Work to complete
With pictures left out, write out exactly every line from the start of the data through the one that contains "Where can you find the wall".

(Referring expression pointing data)
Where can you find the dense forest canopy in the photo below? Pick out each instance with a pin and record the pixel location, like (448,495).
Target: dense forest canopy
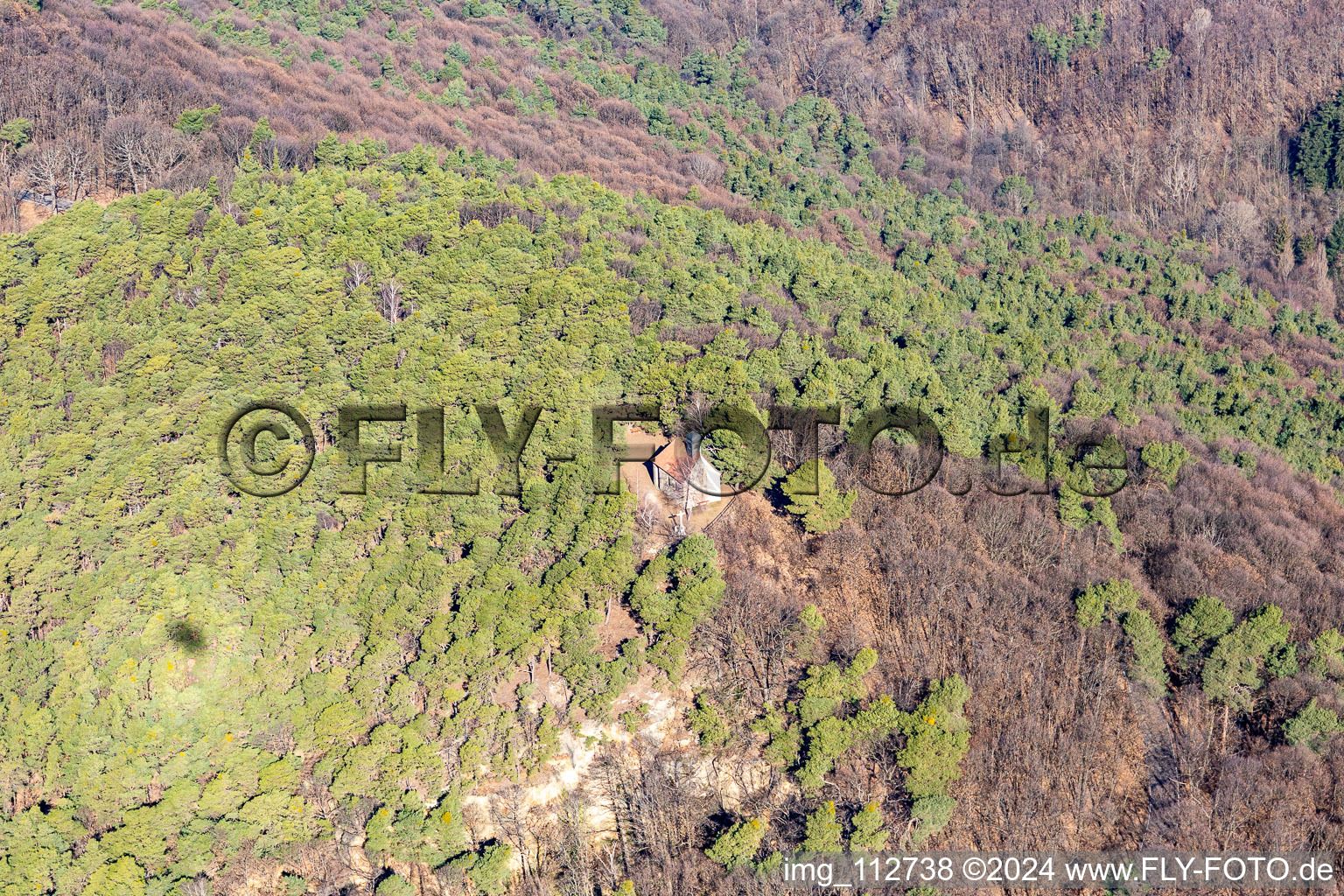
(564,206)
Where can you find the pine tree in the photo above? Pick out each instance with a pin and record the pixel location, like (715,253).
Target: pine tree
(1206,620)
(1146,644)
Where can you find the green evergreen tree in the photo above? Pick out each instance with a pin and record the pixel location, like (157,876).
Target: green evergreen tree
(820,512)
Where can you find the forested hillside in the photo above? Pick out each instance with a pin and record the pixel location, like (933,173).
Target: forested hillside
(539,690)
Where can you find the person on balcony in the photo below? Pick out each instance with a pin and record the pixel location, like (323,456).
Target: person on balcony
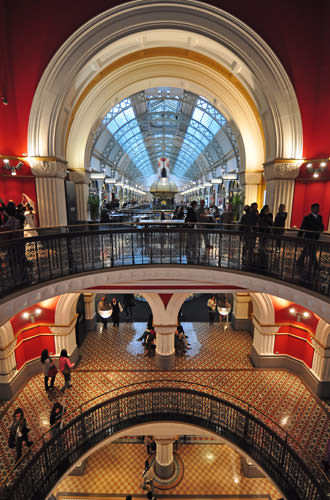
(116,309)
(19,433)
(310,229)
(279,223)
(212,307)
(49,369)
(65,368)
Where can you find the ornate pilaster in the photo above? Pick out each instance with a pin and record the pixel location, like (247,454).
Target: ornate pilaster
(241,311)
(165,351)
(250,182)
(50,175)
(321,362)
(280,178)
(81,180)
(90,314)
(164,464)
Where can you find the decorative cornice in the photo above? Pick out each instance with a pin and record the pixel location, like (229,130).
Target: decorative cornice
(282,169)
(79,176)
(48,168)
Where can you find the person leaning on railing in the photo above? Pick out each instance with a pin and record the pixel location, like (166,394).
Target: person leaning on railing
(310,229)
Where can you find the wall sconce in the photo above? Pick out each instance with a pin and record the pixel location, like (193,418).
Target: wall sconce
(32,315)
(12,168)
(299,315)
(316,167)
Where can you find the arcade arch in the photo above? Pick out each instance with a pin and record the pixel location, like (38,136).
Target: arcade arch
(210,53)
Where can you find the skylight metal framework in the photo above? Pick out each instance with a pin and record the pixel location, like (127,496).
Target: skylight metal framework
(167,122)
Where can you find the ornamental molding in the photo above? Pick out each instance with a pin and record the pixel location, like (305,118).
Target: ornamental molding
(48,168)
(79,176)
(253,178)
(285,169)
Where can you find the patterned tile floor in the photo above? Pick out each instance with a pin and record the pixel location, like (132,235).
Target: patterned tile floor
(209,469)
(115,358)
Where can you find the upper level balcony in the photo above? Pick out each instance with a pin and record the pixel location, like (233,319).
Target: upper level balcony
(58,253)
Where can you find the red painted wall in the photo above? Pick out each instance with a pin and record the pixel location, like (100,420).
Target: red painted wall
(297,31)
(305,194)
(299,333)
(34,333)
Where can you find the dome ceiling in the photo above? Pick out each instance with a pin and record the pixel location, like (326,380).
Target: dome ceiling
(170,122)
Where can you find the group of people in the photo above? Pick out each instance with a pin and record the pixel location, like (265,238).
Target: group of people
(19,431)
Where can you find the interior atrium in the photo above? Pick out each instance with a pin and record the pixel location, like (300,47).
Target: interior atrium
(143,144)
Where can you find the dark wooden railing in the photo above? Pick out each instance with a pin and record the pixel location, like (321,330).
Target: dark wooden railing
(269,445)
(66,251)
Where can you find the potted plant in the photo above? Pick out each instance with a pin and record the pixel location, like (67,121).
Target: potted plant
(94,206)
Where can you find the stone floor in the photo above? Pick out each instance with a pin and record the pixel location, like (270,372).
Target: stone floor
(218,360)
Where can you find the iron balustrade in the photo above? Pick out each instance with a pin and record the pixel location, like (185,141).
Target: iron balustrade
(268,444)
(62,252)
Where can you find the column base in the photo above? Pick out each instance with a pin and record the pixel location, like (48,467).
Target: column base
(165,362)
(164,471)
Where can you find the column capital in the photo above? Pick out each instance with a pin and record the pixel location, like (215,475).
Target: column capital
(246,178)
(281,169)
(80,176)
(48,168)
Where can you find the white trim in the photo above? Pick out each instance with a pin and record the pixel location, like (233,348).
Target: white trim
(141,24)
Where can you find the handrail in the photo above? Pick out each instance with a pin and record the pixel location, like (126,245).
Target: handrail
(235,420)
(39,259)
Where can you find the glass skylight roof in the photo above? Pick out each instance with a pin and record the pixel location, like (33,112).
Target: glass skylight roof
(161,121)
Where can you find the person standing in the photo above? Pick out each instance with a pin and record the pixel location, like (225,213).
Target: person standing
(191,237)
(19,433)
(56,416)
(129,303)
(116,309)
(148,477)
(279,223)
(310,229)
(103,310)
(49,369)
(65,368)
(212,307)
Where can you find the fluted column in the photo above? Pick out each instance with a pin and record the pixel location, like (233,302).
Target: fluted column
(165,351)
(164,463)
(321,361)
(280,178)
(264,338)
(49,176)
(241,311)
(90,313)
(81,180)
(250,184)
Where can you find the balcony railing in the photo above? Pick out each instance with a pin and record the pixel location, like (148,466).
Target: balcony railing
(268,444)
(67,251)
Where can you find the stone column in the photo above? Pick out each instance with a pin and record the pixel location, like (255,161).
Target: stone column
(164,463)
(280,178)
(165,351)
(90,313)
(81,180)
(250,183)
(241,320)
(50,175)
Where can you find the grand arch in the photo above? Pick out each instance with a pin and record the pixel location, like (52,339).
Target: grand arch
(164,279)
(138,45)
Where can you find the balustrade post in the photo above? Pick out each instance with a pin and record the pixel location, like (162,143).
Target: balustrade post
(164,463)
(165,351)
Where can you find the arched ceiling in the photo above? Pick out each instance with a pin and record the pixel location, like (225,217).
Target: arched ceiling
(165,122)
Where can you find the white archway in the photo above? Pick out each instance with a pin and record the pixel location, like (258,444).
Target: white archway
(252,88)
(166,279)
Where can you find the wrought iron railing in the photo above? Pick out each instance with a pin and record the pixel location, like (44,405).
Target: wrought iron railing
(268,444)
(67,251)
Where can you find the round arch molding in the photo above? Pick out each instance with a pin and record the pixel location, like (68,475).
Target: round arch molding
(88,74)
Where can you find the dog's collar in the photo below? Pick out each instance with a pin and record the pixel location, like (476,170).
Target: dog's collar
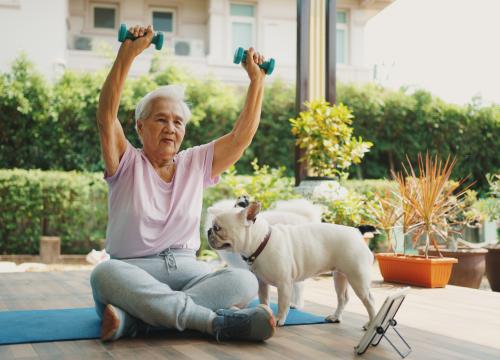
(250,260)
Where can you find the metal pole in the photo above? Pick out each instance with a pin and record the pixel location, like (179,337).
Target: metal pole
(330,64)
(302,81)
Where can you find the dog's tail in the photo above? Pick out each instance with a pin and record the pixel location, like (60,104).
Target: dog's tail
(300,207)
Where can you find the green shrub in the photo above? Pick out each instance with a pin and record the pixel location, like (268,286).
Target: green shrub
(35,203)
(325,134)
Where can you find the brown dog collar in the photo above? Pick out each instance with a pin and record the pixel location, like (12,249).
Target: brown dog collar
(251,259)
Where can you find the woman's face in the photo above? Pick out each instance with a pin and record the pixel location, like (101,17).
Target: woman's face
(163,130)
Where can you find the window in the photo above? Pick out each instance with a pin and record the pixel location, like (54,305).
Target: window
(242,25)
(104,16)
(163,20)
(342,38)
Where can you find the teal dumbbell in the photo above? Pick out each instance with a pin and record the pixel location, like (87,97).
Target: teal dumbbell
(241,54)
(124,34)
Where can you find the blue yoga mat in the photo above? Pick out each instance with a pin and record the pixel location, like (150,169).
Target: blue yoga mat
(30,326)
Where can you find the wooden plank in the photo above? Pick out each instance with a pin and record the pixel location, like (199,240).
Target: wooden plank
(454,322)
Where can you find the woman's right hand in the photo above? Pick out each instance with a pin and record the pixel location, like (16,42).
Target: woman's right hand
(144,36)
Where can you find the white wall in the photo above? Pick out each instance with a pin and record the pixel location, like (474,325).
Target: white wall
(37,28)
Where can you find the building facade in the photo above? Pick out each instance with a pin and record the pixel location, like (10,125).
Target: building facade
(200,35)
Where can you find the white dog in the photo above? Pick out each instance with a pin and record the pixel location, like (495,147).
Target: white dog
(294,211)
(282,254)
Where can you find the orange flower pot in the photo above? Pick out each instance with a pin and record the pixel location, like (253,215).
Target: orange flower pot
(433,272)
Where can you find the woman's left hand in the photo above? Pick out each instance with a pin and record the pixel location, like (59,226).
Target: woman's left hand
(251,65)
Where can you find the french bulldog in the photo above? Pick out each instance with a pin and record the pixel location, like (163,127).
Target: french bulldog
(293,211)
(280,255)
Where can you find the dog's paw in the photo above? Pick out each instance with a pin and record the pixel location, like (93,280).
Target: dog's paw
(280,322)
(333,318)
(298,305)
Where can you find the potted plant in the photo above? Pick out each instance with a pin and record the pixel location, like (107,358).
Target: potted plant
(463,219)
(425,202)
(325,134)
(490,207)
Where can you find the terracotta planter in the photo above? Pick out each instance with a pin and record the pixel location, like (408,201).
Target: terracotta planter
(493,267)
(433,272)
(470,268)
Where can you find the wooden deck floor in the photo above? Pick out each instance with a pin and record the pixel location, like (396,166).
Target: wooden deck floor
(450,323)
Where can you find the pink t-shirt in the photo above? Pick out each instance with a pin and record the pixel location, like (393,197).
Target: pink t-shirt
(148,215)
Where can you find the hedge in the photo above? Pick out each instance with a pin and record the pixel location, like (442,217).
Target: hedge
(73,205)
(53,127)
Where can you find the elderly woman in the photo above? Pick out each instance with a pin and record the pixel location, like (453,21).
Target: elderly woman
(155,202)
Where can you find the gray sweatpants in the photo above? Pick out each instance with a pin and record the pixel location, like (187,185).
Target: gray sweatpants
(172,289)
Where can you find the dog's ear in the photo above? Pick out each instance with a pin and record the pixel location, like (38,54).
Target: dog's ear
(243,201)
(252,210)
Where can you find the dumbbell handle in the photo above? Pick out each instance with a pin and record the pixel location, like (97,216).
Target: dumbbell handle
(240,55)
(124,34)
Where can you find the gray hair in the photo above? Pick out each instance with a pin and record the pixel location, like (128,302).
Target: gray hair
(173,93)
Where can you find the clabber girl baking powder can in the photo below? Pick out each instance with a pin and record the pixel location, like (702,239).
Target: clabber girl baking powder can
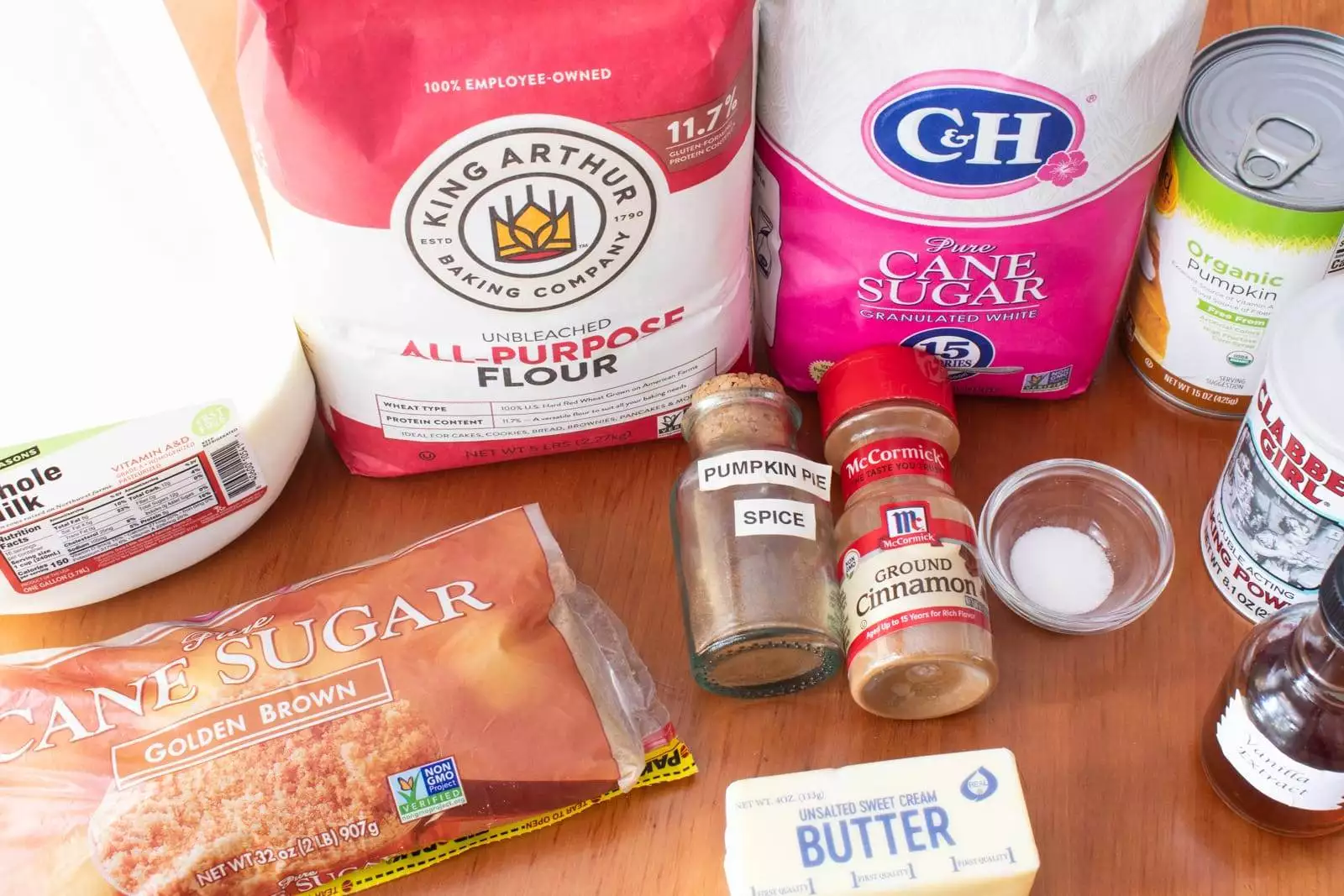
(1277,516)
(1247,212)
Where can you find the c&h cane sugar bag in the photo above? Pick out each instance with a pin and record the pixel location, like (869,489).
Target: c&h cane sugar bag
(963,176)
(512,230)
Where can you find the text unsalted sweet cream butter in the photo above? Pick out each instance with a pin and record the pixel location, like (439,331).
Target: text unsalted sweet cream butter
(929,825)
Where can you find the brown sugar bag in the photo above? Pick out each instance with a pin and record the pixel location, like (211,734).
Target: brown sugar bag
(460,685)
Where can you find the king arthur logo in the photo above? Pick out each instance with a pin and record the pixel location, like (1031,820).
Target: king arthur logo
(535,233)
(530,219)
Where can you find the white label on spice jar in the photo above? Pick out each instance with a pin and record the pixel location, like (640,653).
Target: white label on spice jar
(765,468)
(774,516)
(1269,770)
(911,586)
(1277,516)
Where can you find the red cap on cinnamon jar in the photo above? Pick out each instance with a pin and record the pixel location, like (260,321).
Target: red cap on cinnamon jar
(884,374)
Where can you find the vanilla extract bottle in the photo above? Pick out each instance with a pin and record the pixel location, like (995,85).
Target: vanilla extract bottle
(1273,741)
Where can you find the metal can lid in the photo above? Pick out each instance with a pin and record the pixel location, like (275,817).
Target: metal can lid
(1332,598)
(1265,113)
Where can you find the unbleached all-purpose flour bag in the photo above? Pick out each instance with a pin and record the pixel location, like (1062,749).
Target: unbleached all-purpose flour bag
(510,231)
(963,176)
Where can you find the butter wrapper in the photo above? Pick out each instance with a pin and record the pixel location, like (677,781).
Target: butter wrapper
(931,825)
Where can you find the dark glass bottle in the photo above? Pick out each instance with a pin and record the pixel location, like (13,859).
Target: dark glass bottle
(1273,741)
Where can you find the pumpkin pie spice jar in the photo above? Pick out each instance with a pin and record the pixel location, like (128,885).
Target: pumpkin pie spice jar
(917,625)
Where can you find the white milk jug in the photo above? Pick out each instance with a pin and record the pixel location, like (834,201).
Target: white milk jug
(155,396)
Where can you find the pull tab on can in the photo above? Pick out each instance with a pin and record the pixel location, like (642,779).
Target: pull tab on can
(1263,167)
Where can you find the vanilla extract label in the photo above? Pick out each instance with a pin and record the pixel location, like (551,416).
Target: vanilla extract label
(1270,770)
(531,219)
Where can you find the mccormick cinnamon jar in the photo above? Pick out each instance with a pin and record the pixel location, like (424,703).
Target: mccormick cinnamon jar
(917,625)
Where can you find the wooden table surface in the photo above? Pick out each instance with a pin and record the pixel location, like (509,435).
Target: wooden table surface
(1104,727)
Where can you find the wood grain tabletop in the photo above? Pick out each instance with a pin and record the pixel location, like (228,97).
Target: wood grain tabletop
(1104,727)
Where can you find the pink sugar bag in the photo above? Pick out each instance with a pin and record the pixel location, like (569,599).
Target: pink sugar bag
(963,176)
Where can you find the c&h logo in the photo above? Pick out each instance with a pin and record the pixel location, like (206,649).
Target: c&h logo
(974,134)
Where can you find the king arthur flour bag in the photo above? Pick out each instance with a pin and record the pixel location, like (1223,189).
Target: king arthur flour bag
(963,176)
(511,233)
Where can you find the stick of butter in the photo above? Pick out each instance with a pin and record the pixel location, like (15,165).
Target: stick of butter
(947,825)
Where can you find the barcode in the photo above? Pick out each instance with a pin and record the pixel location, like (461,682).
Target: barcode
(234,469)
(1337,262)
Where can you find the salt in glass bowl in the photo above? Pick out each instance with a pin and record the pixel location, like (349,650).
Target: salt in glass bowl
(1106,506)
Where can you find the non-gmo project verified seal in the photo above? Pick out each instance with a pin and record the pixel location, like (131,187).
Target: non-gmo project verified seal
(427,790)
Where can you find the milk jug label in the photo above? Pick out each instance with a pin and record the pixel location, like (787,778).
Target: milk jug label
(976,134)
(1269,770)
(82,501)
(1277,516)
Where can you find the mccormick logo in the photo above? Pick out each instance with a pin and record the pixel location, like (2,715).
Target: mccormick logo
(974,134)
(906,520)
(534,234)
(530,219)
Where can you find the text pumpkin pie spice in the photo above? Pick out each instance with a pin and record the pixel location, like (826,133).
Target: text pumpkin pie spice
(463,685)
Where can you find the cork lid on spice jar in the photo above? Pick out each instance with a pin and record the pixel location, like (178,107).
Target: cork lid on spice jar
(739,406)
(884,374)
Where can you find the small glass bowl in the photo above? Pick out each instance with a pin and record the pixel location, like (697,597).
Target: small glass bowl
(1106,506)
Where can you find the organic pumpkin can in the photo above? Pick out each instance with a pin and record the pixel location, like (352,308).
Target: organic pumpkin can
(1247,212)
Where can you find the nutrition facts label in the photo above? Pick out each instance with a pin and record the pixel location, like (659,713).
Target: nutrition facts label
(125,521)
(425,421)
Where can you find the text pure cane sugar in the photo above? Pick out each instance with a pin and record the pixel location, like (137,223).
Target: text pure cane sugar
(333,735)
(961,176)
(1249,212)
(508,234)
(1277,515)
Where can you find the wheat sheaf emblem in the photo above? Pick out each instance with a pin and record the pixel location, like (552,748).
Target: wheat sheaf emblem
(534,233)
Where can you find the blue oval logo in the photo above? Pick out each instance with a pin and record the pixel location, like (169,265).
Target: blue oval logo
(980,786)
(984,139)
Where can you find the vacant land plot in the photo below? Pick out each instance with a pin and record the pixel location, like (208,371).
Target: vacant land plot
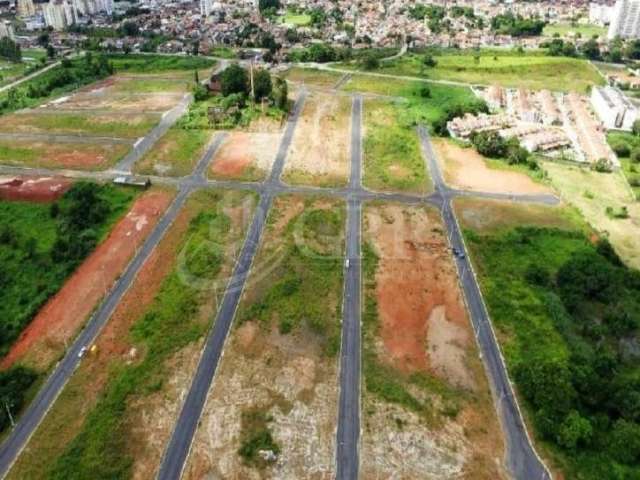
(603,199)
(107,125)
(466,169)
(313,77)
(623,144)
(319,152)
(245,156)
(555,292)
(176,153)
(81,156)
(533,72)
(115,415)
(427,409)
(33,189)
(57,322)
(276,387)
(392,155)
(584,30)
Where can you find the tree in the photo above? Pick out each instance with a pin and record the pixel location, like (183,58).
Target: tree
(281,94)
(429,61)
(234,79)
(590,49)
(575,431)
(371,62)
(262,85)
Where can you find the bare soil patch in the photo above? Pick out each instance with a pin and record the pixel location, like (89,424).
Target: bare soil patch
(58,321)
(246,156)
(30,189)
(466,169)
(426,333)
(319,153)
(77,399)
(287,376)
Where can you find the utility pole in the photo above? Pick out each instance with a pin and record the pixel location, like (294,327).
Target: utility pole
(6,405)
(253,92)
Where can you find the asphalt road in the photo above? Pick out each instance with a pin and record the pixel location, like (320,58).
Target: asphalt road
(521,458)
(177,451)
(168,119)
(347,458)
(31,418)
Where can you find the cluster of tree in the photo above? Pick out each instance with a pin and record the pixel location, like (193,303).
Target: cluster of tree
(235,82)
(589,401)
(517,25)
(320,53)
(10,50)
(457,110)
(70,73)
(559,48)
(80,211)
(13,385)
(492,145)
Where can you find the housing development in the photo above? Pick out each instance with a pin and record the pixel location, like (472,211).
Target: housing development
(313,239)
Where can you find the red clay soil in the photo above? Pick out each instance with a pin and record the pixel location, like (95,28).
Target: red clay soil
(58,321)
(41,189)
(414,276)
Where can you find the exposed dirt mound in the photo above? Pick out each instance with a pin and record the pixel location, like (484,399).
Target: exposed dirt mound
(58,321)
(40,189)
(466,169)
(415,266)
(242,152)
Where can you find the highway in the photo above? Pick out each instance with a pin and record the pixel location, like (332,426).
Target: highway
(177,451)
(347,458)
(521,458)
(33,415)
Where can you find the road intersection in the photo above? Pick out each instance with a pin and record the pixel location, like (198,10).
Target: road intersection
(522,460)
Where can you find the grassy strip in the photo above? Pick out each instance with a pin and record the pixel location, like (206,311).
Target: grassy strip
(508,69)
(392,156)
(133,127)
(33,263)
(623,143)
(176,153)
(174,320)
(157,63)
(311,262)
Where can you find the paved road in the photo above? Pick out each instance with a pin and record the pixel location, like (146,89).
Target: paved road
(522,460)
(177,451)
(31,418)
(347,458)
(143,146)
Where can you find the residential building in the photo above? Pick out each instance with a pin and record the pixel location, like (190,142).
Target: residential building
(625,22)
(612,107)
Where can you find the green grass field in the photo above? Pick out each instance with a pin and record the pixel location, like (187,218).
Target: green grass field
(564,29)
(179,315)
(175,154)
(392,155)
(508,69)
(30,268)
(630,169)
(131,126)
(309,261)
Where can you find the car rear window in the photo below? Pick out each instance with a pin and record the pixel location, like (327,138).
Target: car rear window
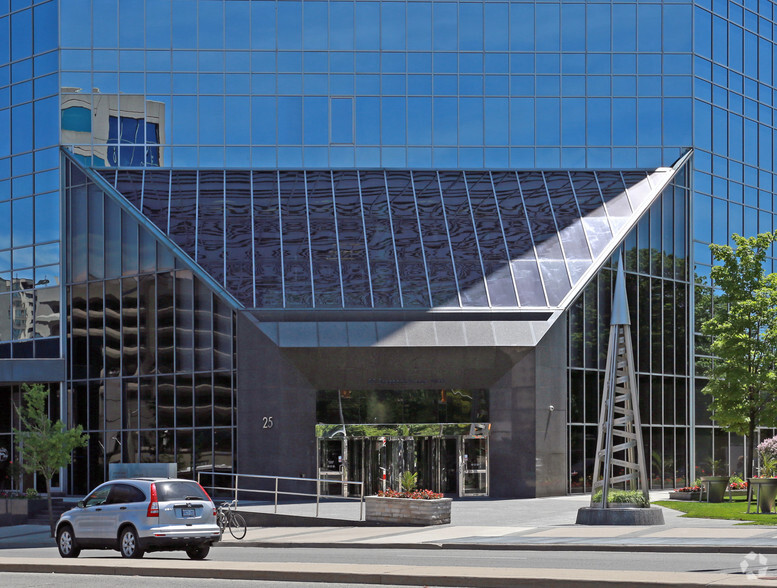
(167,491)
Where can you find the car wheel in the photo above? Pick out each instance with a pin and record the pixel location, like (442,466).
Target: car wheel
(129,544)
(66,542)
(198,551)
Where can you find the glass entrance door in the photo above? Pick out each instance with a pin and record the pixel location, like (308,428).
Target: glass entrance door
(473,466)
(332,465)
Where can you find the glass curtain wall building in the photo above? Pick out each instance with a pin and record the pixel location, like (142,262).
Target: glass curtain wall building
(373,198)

Task solution
Where can you find the dense forest canopy in the photo below? Pick out each instance with a pin and record the pixel location, like (448,495).
Target: dense forest canopy
(564,206)
Where can you find the pine tree in the photo above? Pick out each instance with a pin and record the pixel location, like (715,253).
Target: pine tree
(1206,620)
(1146,644)
Where can you find the green evergreen tree in the photo above? Pick out each instance with a pin and record the pixel location, like (157,876).
Target: green evergreen tree
(820,512)
Where can you find the forested hillside in the photo above? Pick out each instance with a pin and record the pixel location, like (933,173).
Target: forested hillside
(539,690)
Where can you find the person on balcony in the photo below? Pick out each instance with a pin and record the pixel location, like (323,456).
Target: person on balcony
(116,309)
(19,433)
(310,229)
(279,223)
(212,307)
(49,369)
(65,368)
Where can you find the ornate pilaster in the photo above? Pick out each instance with a pin and record the pixel location, like (247,454).
Target: ornate pilaster
(241,311)
(165,351)
(250,182)
(50,175)
(321,362)
(280,178)
(81,180)
(90,314)
(164,464)
Where can you find the decorative cornice in the photo above? Pick out each instance with a pin and record the pixel location, like (229,130).
Target: decorative cornice
(282,169)
(79,176)
(48,168)
Where can you find the person leaning on railing in the photo above? Pick out each instance with a pin and record the pixel location, like (166,394).
Target: person leaning on railing
(310,229)
Where can you find the wall sconce in the photo above? Pick out each instance with a pin and record the pixel location, like (193,418).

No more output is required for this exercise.